(Items in a dataset)
— START —

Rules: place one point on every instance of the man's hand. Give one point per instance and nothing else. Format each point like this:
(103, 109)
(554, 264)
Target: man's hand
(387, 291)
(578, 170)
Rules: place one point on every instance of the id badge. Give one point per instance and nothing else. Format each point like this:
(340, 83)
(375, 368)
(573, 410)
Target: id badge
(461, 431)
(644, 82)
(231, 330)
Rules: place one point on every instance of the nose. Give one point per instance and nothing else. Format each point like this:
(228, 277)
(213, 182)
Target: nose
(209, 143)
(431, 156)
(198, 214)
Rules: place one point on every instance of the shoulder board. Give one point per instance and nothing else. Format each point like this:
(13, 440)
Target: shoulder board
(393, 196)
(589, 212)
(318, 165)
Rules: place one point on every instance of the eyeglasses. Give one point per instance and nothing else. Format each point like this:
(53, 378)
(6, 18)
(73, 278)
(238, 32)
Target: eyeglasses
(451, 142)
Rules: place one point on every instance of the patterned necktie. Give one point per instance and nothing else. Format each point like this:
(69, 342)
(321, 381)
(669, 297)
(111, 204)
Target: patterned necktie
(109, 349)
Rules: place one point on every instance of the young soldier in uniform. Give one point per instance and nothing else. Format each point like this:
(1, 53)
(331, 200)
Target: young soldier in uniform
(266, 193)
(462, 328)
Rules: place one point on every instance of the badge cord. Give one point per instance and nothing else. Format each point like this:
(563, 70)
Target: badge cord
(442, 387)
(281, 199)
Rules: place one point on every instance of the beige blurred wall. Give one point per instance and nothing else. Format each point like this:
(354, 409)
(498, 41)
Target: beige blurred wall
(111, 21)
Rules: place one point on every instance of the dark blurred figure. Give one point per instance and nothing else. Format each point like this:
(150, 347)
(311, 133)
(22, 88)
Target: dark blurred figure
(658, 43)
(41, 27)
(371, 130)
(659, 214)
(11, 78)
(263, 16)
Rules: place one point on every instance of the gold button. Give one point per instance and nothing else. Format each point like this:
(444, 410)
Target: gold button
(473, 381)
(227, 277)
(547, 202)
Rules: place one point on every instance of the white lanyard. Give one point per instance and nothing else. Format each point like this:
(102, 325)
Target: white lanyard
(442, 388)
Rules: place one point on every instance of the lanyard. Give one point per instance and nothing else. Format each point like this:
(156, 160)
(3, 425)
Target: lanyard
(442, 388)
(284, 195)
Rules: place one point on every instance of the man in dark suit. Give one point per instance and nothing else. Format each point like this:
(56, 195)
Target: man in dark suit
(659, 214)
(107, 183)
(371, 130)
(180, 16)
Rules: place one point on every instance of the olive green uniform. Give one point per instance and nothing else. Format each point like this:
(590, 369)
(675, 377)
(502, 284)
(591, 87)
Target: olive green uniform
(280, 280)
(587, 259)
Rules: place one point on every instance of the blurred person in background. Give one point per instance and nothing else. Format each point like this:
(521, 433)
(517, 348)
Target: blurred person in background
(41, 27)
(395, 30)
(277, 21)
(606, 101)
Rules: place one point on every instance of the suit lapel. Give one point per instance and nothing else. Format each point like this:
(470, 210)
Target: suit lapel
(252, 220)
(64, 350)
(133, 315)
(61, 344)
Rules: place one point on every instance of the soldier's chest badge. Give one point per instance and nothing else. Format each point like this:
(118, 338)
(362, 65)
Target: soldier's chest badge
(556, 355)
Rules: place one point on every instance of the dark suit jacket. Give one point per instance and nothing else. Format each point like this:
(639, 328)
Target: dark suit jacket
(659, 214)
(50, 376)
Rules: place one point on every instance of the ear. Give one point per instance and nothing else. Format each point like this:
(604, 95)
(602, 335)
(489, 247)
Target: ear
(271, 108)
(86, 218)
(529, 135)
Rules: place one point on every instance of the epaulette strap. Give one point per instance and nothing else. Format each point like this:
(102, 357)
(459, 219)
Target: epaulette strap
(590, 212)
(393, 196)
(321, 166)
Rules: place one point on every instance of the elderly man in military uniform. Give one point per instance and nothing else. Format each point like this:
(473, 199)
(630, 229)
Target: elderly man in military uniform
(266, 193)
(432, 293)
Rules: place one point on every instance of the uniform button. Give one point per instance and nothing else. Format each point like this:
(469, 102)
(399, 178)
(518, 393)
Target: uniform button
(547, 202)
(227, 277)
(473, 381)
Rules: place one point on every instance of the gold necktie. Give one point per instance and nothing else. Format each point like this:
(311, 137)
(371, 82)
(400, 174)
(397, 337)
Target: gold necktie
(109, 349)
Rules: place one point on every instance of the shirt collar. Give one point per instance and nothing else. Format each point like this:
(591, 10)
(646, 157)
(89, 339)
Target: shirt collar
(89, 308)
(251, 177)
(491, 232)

— END —

● **WHAT NEEDS TO BE DONE**
Format the material as a Markdown table with the columns Row and Line, starting at the line that contains "Rules: place one point on every instance of the gold necktie." and ending at the final line of the material. Number each line and leave out any blank lines.

● **RESULT OF THE TASK**
| Row | Line |
|---|---|
| 1 | Rules: place one point on every instance of the gold necktie. Give one point per instance and nothing else. Format each point like this: |
| 2 | (311, 137) |
| 3 | (371, 82) |
| 4 | (400, 174) |
| 5 | (397, 337) |
| 6 | Target: gold necktie |
| 7 | (109, 349) |
| 8 | Rules: place one point on every instance of the shirt collar. Give one point per instance and nothing else. Format each point like this: |
| 9 | (591, 10) |
| 10 | (646, 157) |
| 11 | (89, 339) |
| 12 | Target: shirt collar |
| 13 | (89, 308) |
| 14 | (251, 177) |
| 15 | (491, 232) |